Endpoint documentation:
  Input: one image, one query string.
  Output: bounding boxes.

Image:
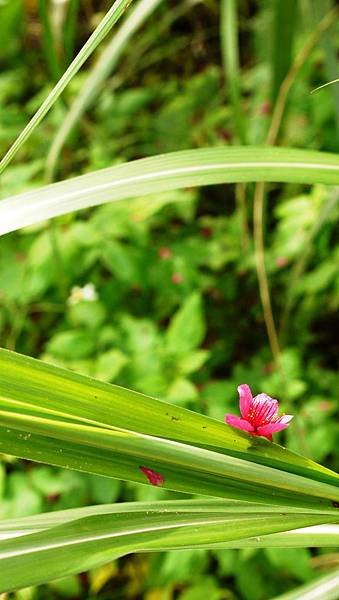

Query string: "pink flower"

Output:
[225,384,293,441]
[139,467,165,485]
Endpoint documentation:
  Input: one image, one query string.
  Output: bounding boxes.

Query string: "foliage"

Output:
[0,0,339,600]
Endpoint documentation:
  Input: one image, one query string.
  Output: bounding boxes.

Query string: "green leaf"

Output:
[0,350,339,515]
[0,146,339,235]
[46,0,162,180]
[0,0,132,174]
[0,500,336,592]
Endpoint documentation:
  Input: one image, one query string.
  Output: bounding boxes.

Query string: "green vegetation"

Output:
[0,0,339,600]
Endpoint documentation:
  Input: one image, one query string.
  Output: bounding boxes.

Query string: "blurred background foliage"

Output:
[0,0,339,600]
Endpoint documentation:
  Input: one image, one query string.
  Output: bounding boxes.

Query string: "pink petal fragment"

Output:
[238,383,253,419]
[225,415,254,432]
[139,467,165,485]
[257,415,293,436]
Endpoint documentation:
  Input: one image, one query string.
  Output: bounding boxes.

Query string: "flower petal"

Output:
[225,415,254,432]
[251,394,279,427]
[139,467,165,485]
[238,383,253,419]
[257,415,293,436]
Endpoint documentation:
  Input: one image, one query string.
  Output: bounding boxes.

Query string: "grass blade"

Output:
[0,146,339,235]
[46,0,162,181]
[0,350,339,516]
[0,501,336,592]
[0,0,132,175]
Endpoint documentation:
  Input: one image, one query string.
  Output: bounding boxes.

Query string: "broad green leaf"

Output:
[0,146,339,235]
[0,350,339,515]
[0,500,336,592]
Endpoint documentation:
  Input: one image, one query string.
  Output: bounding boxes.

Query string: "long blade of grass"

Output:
[0,501,336,592]
[46,0,162,181]
[0,146,339,235]
[0,350,339,515]
[0,0,132,175]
▬▬▬
Report how many lines of the material above contain the string "grass". Give only the number.

2